TASK OBJECTIVE:
Retype the following lines exactly, beginning at the line that contains "Can you find the knuckle?" and stopping after the line that contains "251], [233, 333]]".

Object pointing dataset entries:
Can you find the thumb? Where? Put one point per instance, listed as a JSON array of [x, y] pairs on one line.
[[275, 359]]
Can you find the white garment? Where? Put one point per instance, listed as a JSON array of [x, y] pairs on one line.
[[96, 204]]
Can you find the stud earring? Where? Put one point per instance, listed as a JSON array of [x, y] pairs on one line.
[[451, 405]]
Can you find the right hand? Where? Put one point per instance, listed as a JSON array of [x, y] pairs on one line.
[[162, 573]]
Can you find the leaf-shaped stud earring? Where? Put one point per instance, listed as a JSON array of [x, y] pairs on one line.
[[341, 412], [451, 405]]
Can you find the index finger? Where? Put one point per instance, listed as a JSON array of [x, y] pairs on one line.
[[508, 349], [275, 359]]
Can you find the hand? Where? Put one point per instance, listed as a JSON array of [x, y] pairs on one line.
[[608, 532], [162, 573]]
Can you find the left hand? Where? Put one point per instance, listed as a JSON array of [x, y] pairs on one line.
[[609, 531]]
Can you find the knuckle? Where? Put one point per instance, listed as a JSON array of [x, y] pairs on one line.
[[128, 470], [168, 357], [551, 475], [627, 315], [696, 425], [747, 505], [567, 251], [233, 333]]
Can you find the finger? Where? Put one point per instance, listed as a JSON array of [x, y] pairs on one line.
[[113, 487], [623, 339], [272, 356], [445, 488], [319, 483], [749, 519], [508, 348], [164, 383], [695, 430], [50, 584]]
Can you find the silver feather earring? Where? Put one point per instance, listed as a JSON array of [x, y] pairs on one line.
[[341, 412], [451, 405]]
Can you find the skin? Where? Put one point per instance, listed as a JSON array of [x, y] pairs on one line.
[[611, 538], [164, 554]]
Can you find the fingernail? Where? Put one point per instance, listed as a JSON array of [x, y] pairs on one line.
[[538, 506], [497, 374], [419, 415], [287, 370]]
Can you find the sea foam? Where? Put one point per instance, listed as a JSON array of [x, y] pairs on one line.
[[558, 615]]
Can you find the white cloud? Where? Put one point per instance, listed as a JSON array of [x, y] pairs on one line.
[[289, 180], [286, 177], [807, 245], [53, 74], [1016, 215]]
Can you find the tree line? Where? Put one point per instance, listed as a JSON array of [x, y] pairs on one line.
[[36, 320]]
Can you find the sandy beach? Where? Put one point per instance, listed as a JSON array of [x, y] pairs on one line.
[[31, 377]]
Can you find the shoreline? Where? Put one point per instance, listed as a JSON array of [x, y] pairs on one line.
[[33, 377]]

...

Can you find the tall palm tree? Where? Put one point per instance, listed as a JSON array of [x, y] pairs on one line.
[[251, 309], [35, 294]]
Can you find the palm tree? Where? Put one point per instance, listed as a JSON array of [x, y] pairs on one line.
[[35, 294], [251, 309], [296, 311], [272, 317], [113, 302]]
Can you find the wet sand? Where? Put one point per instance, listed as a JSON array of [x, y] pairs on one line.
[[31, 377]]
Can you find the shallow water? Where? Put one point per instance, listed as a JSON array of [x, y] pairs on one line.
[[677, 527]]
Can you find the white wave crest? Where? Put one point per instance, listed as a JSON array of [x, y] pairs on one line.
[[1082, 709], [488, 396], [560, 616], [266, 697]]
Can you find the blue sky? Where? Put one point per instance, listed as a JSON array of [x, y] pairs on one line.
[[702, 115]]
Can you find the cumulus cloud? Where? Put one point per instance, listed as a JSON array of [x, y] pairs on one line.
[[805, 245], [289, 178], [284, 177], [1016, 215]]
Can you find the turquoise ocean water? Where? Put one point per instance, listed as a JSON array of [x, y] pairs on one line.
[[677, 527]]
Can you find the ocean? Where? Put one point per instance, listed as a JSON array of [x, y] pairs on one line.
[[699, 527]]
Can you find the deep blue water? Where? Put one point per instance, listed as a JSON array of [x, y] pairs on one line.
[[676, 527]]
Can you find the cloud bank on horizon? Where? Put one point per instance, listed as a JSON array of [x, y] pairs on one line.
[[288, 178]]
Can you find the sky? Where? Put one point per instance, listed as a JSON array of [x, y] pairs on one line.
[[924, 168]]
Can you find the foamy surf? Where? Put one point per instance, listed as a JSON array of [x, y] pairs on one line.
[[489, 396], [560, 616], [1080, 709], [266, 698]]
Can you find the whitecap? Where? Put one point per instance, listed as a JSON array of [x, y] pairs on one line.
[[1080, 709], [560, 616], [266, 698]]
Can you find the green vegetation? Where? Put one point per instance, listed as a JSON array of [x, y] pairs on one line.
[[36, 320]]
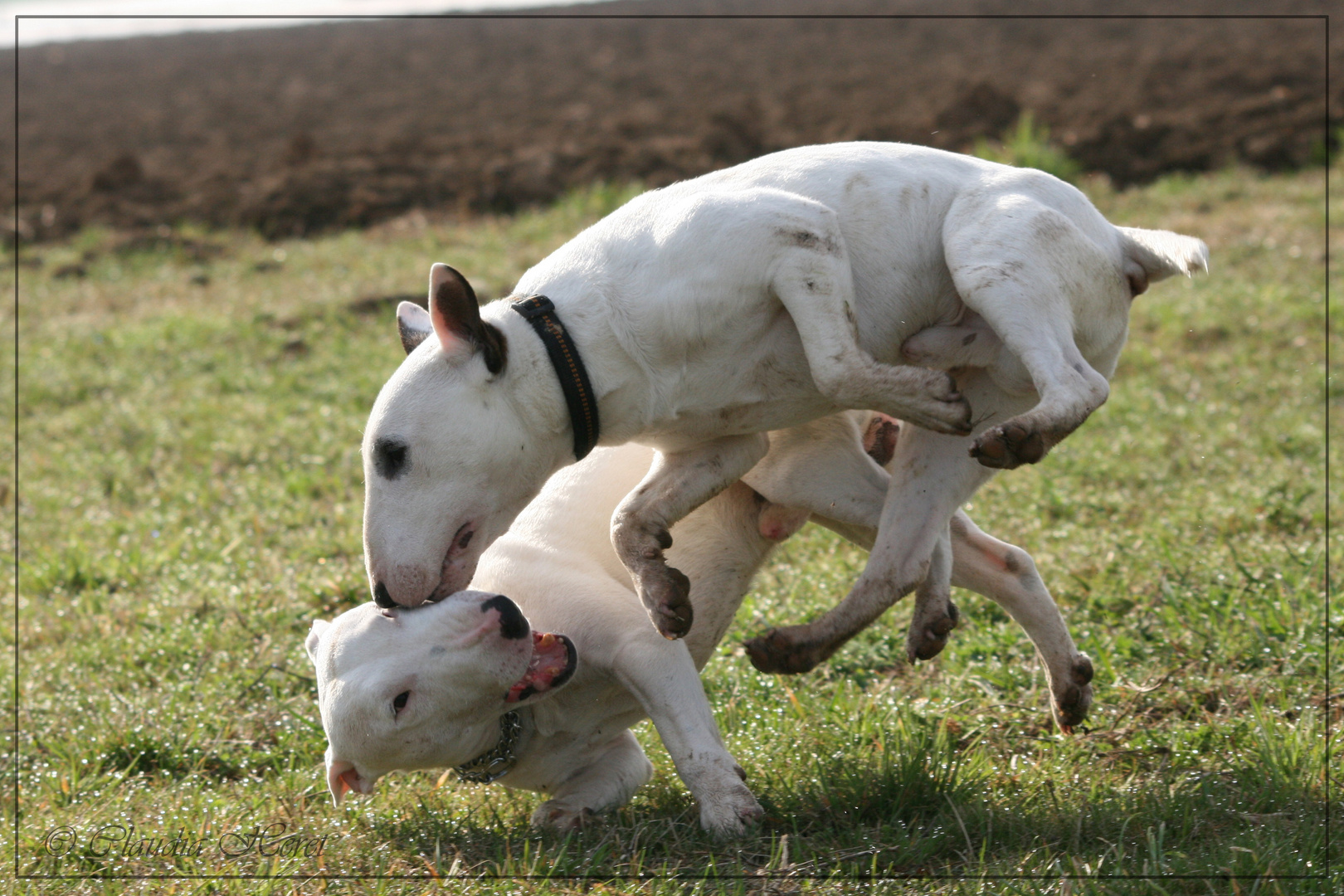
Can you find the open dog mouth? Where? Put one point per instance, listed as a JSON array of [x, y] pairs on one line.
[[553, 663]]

EXERCISE OUTPUT:
Can you find the knuckle? Where? Put one point per instance, listed as a JSON array of [x, y] pairs on one line.
[[128, 470], [168, 357], [551, 475], [627, 315], [696, 425], [747, 505], [567, 251], [233, 333]]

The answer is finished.